[Stored entries]
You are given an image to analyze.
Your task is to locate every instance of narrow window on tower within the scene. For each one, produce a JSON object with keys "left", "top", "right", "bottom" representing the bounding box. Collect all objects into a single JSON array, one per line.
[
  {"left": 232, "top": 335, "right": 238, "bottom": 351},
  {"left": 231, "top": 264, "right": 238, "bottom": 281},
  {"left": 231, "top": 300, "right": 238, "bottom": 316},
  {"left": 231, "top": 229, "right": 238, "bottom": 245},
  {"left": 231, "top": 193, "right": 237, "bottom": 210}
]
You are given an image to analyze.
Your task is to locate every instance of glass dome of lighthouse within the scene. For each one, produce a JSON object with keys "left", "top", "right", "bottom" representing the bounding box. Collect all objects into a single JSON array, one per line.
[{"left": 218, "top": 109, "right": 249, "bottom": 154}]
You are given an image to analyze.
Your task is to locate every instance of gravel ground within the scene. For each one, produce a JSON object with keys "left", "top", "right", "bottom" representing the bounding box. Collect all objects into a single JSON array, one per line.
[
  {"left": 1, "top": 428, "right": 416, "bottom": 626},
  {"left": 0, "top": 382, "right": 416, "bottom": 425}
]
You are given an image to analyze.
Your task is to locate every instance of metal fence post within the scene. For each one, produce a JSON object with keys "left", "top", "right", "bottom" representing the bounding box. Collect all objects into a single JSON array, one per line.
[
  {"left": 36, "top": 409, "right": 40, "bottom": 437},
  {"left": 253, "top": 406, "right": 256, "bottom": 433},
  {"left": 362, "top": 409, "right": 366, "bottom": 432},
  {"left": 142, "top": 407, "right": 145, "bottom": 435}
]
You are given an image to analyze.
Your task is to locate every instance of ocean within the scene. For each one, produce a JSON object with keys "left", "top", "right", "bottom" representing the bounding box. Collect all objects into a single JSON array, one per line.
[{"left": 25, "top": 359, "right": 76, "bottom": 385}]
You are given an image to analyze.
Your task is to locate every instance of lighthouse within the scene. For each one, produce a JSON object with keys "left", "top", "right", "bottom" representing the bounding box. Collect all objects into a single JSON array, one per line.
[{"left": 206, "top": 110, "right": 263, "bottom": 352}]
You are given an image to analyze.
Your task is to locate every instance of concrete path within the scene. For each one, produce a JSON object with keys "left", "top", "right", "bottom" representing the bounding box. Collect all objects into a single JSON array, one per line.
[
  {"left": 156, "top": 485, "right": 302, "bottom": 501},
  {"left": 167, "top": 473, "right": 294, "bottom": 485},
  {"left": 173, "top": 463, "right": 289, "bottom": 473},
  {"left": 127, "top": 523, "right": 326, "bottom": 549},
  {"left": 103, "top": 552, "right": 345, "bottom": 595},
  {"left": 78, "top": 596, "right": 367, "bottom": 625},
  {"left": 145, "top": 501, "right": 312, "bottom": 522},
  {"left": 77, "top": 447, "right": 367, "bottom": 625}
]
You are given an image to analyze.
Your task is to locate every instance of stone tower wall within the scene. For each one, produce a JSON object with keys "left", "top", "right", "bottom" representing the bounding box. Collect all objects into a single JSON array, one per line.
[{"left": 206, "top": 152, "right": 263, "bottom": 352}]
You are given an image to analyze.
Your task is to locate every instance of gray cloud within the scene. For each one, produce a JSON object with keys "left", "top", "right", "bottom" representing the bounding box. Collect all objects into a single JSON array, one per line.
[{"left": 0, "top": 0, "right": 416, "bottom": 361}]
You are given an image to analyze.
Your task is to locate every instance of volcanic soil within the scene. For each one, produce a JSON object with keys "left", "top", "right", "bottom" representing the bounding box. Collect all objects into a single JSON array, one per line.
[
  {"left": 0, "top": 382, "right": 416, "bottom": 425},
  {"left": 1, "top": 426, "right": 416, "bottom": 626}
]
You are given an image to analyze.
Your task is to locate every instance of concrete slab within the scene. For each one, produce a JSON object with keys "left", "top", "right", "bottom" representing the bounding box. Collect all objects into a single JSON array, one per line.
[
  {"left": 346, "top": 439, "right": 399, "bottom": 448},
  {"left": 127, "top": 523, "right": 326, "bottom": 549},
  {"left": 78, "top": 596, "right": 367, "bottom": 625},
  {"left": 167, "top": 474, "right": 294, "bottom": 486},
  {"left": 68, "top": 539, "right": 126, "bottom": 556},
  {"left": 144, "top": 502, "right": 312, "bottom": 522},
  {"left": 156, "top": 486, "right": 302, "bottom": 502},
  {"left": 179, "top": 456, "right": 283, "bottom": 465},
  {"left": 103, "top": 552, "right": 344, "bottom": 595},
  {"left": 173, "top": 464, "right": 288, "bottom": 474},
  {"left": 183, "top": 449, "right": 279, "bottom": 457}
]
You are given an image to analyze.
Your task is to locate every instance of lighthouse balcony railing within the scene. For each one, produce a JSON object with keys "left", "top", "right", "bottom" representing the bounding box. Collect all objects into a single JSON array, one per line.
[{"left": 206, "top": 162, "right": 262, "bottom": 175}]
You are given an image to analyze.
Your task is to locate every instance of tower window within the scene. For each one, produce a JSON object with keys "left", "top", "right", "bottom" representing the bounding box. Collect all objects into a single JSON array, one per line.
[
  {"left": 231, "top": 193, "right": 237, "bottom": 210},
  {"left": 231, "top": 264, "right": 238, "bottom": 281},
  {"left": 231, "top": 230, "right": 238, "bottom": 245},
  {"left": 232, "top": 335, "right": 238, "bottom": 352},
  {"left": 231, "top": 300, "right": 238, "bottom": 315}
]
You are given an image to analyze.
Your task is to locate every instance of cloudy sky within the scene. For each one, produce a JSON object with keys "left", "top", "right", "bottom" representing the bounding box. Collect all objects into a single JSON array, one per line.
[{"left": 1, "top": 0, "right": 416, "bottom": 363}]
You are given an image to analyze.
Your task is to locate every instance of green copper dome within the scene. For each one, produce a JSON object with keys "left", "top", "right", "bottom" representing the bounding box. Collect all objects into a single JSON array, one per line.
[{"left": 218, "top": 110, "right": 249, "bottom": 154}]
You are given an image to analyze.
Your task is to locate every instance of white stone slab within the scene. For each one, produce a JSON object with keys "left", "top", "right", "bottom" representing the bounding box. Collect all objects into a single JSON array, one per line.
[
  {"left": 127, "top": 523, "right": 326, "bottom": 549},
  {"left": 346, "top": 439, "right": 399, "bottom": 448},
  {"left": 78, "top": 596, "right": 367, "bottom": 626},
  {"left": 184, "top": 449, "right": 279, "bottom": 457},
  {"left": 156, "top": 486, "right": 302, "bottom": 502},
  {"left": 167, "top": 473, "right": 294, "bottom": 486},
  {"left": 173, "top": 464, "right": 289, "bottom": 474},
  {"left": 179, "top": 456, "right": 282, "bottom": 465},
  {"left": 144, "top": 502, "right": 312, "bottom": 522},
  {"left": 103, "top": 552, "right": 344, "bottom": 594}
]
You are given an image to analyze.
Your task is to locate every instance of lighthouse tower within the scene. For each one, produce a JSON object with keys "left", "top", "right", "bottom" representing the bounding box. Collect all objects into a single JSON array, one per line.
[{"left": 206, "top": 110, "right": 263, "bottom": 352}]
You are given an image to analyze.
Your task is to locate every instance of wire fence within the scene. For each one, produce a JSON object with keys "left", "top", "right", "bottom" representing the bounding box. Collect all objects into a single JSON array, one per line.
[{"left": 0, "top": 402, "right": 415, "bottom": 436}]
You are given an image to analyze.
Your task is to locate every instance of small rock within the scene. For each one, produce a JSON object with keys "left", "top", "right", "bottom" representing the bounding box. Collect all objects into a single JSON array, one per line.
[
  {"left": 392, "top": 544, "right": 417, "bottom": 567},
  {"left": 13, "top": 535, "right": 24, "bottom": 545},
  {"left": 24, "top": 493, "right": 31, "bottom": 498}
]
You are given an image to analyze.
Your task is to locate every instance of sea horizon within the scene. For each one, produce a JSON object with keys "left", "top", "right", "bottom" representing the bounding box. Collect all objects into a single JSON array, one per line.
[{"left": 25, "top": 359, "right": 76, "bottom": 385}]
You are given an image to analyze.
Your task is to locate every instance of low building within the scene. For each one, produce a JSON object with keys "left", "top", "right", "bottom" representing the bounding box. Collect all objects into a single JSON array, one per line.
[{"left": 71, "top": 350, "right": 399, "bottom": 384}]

* _TASK DIRECTIONS_
What is needed is an exact copy of the lines from the one containing "Your task is to locate every instance of low" through the last line of the records above, both included.

* _WRITTEN SOLUTION_
Your task is to locate every instance of low building within the scene. For each one, produce a JSON object with keys "left", "top", "right", "bottom" representing the bounding box. Collect all objects into a single JSON array, one per line.
[{"left": 71, "top": 350, "right": 399, "bottom": 384}]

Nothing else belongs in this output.